#### Quoted passage
• • • • •

# !st class access



## John McGuyer (Jan 2, 2008)

I suddenly find I no longer have access to my 1st class account. I'm being told by other members that you have been messing around with the program again and my access name and pass word no longer works. At this moment, I am not a happy camper! 

John


----------



## Pete Thornton (Jan 2, 2008)

Shad is 
pleased to announce that the project to sync usernames and passwords between the forums and the 1st Class member's web space is nearly complete. 


I had to go back and wait 2 hours while the d*** system resynced my passwords. 

http://www.mylargescale.com/Community/Forums/tabid/56/forumid/1/postid/38728/view/topic/Default.aspx 

The Forum Bugs and Web Site Questions forums usually have the quick answers to these kind of problems.


----------



## John McGuyer (Jan 2, 2008)

I tried reinstalling the name. I waited many hours and nothing happened. I tried to update the password. It would not accept the update. I will not go through this nonsense. 

John


----------



## Torby (Jan 2, 2008)

Wouldn't let me in this morning. It usually does.


----------



## Greg Stevens (Jan 3, 2008)

I couldn't get in just now and I am a Life Time member. I was able to get in a few months ago. What's up Shad?


----------



## Dwight Ennis (Jan 2, 2008)

I couldn't get in just now and I am a Life Time member. I was able to get in a few months ago. What's up Shad?
http://www.mylargescale.com/Community/Forums/tabid/56/forumid/1/postid/38728/view/topic/Default.aspx


----------



## Charles (Jan 2, 2008)

• • • • •

#### Objective
Print the passage of the 1st Class access thread that begins at the words "I suddenly find" and stops after "Thornton (Jan 2, 2008)".

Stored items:

• • • • •

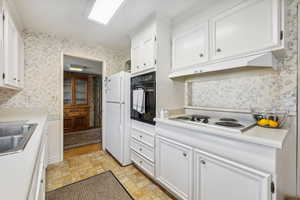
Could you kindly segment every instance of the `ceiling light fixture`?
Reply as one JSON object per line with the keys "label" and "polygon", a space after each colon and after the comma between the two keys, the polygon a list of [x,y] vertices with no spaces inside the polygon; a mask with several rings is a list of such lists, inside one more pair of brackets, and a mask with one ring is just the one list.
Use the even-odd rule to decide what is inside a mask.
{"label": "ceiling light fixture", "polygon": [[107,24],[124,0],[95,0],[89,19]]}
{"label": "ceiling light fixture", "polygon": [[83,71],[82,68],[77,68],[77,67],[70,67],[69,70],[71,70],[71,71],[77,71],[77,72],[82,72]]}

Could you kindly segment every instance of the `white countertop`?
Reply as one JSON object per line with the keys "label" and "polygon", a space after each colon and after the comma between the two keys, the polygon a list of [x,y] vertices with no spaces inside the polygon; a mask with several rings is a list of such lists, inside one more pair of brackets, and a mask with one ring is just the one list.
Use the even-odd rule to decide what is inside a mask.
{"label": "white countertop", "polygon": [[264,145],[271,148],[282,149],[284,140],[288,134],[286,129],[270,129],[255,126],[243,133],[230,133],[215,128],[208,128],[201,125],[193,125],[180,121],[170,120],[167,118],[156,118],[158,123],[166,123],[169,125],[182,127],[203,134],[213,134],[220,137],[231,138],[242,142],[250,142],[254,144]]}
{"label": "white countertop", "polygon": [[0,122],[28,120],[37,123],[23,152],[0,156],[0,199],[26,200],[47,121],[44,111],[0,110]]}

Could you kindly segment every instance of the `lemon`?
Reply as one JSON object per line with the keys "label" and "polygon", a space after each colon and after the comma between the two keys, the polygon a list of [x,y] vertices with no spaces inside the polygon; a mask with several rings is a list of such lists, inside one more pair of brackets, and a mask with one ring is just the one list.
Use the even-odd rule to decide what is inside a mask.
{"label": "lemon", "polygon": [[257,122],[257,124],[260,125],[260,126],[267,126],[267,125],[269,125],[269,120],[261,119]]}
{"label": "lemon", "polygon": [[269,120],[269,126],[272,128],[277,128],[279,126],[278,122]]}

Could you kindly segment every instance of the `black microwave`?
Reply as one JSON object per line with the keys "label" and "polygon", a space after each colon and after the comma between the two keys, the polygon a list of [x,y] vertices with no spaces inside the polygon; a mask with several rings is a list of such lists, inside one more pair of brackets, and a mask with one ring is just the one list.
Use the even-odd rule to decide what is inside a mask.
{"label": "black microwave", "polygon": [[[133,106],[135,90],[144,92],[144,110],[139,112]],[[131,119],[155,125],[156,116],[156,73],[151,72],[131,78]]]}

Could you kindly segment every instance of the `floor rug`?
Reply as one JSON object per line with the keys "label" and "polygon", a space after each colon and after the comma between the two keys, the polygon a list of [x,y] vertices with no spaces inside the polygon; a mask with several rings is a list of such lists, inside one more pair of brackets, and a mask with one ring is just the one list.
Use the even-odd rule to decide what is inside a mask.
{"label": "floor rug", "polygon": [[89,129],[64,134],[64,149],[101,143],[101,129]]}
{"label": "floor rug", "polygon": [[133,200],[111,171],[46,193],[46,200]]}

• • • • •

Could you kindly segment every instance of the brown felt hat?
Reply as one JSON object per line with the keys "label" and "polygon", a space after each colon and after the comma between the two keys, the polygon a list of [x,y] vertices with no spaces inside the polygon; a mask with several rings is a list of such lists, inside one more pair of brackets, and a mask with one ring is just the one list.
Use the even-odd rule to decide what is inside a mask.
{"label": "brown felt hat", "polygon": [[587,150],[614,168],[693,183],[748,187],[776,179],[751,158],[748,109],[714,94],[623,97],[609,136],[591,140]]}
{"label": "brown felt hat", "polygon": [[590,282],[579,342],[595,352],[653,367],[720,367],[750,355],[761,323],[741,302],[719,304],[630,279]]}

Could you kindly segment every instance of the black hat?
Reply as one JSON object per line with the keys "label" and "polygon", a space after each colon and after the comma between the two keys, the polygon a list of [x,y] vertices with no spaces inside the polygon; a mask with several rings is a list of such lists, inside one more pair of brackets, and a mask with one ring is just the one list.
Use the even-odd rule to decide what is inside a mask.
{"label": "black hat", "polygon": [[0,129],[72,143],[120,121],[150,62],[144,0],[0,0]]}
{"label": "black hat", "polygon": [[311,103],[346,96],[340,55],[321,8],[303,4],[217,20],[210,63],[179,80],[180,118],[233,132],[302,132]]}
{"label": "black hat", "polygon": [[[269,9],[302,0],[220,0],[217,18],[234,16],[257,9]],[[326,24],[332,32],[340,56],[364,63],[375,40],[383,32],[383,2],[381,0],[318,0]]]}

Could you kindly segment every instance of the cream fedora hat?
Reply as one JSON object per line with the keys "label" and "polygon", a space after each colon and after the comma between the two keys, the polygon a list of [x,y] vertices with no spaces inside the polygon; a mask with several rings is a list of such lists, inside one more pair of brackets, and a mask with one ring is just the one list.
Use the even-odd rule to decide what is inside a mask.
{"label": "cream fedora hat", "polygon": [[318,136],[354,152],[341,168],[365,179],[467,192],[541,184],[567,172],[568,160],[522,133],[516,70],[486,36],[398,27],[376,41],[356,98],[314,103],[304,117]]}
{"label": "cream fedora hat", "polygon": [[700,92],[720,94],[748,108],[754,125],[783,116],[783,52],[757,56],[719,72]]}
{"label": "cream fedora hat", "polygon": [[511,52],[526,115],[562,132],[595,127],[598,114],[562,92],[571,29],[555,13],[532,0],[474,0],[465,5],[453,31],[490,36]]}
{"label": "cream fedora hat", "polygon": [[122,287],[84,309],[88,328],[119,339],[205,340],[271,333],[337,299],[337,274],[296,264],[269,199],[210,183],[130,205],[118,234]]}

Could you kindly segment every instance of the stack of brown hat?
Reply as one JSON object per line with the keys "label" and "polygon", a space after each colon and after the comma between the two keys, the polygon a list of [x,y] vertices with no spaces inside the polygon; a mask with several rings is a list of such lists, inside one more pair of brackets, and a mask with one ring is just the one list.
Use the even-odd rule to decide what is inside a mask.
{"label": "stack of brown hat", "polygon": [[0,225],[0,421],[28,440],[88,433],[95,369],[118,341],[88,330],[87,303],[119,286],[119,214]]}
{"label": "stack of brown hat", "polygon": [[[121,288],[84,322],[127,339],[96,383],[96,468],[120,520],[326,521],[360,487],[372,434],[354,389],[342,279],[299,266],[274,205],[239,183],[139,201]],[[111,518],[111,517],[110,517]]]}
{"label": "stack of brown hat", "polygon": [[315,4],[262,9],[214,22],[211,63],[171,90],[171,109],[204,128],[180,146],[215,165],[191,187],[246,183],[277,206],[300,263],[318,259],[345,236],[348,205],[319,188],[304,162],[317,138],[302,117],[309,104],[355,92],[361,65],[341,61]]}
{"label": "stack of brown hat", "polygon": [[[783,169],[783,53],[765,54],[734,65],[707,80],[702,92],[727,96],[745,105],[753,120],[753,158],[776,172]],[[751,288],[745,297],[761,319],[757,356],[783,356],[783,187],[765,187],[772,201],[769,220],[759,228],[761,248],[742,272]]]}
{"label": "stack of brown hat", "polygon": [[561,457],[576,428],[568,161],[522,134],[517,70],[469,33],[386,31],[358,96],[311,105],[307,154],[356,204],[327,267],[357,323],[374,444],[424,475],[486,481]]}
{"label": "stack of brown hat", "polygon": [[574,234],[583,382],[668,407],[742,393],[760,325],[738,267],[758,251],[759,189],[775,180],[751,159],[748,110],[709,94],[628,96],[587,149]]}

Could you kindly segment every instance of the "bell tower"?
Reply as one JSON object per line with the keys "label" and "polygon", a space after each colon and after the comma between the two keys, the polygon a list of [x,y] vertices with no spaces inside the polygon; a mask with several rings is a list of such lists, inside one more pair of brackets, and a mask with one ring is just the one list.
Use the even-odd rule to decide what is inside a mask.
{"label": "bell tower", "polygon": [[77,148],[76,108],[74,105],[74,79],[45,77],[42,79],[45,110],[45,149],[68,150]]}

• • • • •

#### Complete answer
I suddenly find I no longer have access to my 1st class account. I'm being told by other members that you have been messing around with the program again and my access name and pass word no longer works. At this moment, I am not a happy camper! 

John


----------



## Pete Thornton (Jan 2, 2008)